* _Was zu tun ist_:
[a] Prüfe für jede Aussage, ob sie mit dem Schiffsbericht übereinstimmt: (i) Das Schiff war mit Eisenerz nach Nordenham unterwegs. (ii) Die Ballasttanks enthielten Wasser. (iii) Das Schiff wurde 1962 in Hamburg gebaut. Antworte jeweils mit Ja oder Nein und zitiere die entscheidenden Worte des Schiffsberichts wörtlich.
[b] Setze bitte den Schiffsbericht ab seinem letzten Satz fort.

* _Dokumentauszug_:

◆ ◆ ◆ ◆

MS
„Kemsertor“ war ein Bulkfrachter von 18 000 Ladetonnen und befand sich
auf einer Reise mit Eisenerz von Novorossisk, Schwarzes Meer, nach Nordenham.
Durch
Wetterberichte von Landsend Radio / GLD wussten wir, dass im Nordteil der
Biskaya Windstärke 7 bis 9 aus Südost herrschte. Am 19. Januar
1966, 12 Uhr, passierten wir Ushant und steuerten dann einen Kurs, der
uns auf unseren Kanalkurs bringen sollte. Dabei hatten wir Wind, See und
Dünung genau von Steuerbord-Seite, nahmen viel Wasser über Deck
und Luken und rollten stark.
MS
"Kremsertor": Das Schiff wurde 1962 bei der AG "Weser" in Bremen
gebaut. Es war mit 12889 BRT (8186 NRT) vermessen, 212 Meter lang und 21,64
Meter breit. Die Hauptmaschine leistete 7650 PS, damit war das Schiff 15
Knoten schnell.
Um
12.30 Uhr GMT stellten wir eine plötzliche Schlagseite nach Steuerbord
von etwa fünf Grad fest. Als die Schlagseite langsam zunahm, bestimmte
der Kapitän einen Kurs, der uns wieder auf den Atlantik brachte, dabei
hatten wir Wind und See von achtern, und hofften, dass das Schiff wieder
auf ebenen Kiel kam. Der 1. Offizier kontrollierte die Laderäume und
Ballasttanks, die Tanks waren lenz, aber in Raum drei stand ein halber
Meter Wasser auf der Ladung und diese war nach Steuerbord verrutscht. Der
Kapitän telefonierte über Kurzwelle mit der Reederei und erklärte
versuchen zu wollen, das Schiff wieder hinzutrimmen.

◆ ◆ ◆ ◆

* _Datensätze_:
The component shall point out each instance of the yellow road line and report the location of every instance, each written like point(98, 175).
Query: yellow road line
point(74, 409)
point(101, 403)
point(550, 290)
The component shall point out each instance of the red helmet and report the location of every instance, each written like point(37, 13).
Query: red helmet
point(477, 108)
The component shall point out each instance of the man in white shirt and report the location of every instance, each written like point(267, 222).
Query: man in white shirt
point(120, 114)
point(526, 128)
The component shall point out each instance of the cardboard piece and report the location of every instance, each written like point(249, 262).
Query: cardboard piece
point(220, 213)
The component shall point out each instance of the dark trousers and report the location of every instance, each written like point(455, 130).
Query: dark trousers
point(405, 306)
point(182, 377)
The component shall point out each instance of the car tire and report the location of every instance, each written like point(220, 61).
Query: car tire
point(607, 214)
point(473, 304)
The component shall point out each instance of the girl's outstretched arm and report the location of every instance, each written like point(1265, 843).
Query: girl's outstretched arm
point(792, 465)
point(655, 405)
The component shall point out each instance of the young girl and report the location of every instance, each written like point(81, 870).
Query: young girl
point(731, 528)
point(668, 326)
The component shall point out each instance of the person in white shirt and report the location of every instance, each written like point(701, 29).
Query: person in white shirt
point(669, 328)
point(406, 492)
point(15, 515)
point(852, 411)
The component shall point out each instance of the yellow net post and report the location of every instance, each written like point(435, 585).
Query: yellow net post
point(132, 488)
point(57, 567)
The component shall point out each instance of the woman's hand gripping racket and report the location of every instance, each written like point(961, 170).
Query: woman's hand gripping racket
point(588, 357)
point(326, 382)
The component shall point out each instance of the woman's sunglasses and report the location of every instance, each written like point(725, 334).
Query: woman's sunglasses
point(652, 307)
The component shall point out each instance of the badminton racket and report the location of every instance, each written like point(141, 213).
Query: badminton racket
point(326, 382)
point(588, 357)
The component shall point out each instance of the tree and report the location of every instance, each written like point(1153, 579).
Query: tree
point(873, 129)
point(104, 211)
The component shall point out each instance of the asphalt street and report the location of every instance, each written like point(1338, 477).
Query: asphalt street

◆ ◆ ◆ ◆

* _Endergebnisse_:
[a]
(i) Ja: „auf einer Reise mit Eisenerz von Novorossisk, Schwarzes Meer, nach Nordenham“
(ii) Nein: „die Tanks waren lenz“
(iii) Nein: „Das Schiff wurde 1962 bei der AG "Weser" in Bremen gebaut.“

[b]
Um
ca. 15.30 Uhr änderten wir erneut den Kurs und versuchten jetzt mit
90 Grad in den Kanal und damit unter Küstenschutz zu gelangen. In
der Drehbewegung, bei starkem Überholen nach Backbord, richtete sich
das Schiff auf und lag wieder auf ebenem Kiel. Die Maschine lief während
der ganzen Zeit auf LV. Ab 16.00 Uhr steuerten wir wieder unseren alten
Kanalkurs und der Maschinentelegraf wurde auf VV gelegt. Ca. 16.10 Uhr,
bei einem starken Überholen nach Stb., richtete sich das Schiff nicht
wieder auf. Die Schlagseite betrug jetzt 20 Grad, die Maschine lief wieder
LV. Um 16.30 unterrichtete der Kapitän die Reederei telegrafisch über
die neue Lage. Etwa um 16.50 Uhr GMT erteilte er mir den Auftrag, eine
Seenotmeldung abzugeben.
Ich
arbeitete mit dem Hauptsender auf 500 kHz A2 und gab nach Aussenden des
Alarmsignals folgende Meldung ab:
SOS
German M/V „Kremsertor“ at 16.55 in Position 48,41 North 01,31 West ship
is drifting with 20 degrees list due to shifted cargo stop need immidiately
assistance – Master + (Da mein Tagebuch nicht gerettet wurde, sind
Zeiten und Wortlaut der Meldung nicht genau)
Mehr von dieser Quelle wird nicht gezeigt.